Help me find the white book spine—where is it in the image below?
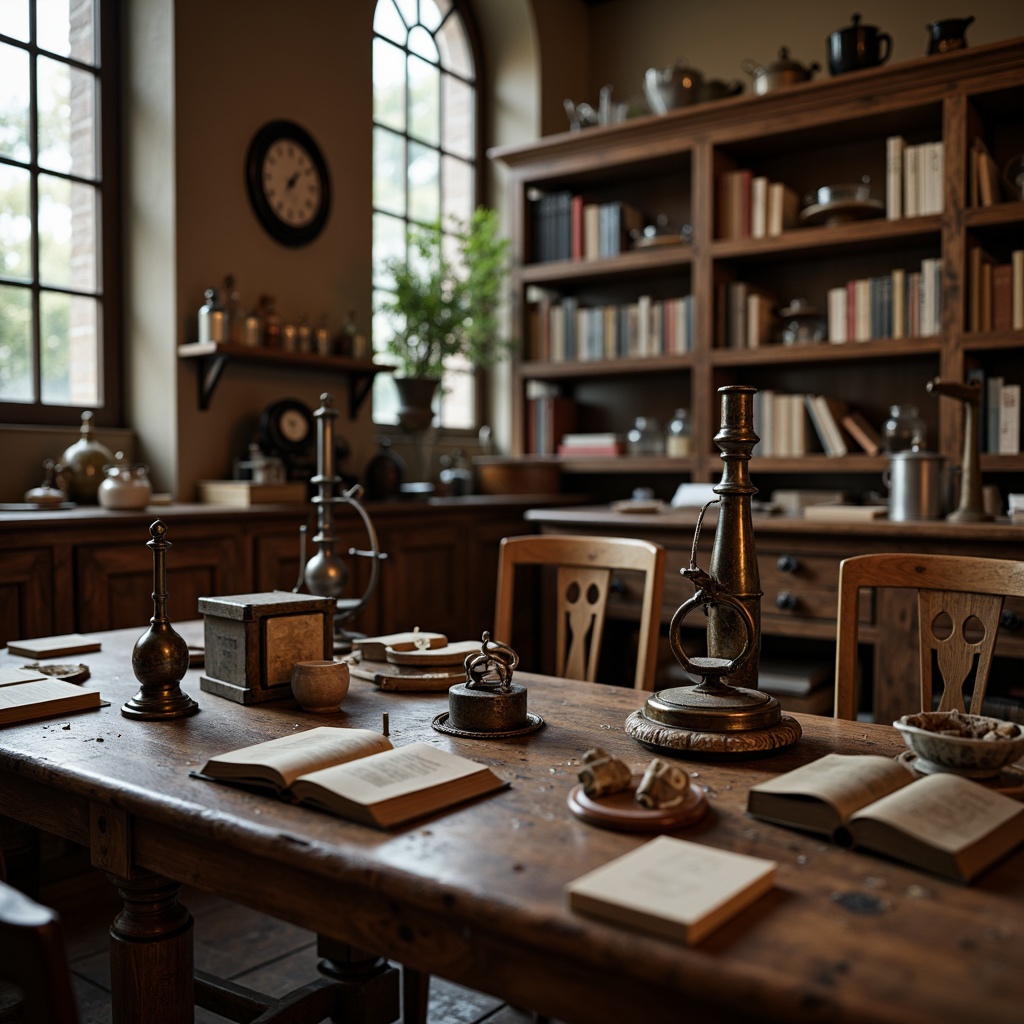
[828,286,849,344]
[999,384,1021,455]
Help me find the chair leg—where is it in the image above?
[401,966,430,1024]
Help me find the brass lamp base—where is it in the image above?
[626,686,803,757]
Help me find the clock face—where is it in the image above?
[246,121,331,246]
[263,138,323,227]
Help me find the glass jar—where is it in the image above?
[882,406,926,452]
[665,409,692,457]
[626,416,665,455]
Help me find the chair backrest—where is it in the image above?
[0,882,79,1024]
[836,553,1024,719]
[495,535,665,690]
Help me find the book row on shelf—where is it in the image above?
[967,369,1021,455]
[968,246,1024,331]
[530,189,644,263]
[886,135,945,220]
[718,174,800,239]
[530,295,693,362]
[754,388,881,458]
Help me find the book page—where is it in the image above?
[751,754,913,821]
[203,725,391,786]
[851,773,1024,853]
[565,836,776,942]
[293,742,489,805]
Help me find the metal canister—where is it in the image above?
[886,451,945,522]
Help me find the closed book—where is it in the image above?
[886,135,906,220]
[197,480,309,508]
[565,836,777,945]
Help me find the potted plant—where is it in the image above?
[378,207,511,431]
==
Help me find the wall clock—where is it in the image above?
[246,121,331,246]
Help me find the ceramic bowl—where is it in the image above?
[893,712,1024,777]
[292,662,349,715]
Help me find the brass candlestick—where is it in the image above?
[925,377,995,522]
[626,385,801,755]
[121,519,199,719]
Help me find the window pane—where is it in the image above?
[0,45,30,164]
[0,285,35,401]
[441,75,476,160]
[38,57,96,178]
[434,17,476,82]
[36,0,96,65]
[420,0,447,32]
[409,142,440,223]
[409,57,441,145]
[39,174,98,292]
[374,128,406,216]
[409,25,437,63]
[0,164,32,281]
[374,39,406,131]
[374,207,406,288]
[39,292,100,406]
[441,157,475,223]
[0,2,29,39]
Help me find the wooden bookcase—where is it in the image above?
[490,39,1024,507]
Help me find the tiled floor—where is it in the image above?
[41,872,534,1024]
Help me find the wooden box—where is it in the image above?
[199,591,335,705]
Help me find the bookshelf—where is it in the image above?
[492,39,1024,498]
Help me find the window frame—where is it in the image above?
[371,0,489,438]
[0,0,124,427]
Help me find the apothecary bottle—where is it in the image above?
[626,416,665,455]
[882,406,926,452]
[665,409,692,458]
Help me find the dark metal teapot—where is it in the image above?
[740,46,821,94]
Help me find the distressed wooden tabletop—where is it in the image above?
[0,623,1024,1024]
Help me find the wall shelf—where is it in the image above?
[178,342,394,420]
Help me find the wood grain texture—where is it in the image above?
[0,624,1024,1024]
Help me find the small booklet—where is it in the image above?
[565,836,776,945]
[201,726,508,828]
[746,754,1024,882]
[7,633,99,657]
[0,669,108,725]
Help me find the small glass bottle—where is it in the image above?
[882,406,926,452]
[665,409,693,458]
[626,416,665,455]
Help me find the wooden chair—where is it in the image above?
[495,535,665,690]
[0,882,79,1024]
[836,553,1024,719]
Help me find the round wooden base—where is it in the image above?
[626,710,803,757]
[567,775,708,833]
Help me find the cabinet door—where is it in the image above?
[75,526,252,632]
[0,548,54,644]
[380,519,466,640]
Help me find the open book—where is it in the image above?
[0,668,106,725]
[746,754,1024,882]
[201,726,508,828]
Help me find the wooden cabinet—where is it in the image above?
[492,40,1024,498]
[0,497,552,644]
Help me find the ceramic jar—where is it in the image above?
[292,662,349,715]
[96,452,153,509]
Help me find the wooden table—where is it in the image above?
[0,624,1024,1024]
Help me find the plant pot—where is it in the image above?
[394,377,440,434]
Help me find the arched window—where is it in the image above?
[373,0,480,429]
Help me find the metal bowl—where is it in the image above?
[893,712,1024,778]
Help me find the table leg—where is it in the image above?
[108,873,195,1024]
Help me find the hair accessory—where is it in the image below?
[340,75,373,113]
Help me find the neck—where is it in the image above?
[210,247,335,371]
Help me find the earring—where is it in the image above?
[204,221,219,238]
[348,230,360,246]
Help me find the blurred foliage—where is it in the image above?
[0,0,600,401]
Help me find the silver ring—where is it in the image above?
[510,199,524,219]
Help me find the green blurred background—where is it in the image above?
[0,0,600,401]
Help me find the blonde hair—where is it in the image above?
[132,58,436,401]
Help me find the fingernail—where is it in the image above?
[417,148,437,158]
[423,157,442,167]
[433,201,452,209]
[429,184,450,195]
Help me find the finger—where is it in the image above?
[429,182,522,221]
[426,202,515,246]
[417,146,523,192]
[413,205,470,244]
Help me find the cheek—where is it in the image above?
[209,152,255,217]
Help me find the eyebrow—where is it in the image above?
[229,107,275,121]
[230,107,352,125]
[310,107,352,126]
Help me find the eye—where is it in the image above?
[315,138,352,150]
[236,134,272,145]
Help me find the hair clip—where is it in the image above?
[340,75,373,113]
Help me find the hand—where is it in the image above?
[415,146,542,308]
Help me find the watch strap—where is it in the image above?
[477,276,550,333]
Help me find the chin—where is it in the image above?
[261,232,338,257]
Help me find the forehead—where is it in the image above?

▶ [Brief]: Reproduce the listing verbatim, starting at the line that contains "Help me find the green" and ending at the line that contains "Help me find the forehead—where", with both of those lines included.

▶ [Answer to the task]:
Help me find the green blurred background—where is it in the image above?
[0,0,600,401]
Help me find the blonde hair—where is it in the image above?
[132,58,436,401]
Help me find the fingernail—where is it in the image above?
[417,148,437,158]
[423,157,442,167]
[433,201,452,209]
[429,184,450,195]
Help me find the finger—where is it in the image above?
[429,182,522,221]
[426,202,515,246]
[417,146,523,192]
[413,205,470,244]
Help me find the cheek—where is it in the image above?
[209,152,255,217]
Help me find the eyebrow—where is it in the image above?
[229,107,275,121]
[230,107,352,125]
[310,107,352,126]
Help me find the eye—where is it in the image above?
[315,138,352,150]
[236,134,272,145]
Help me find the hair clip—where is it in the image above?
[340,75,373,113]
Help me find the hand—where is it in the image above?
[415,146,542,308]
Help me find the watch strap—where is it in the image above?
[477,276,550,333]
Help me find the chin—where is it in the image above?
[261,232,338,257]
Help me find the forehead—where is it in the image above?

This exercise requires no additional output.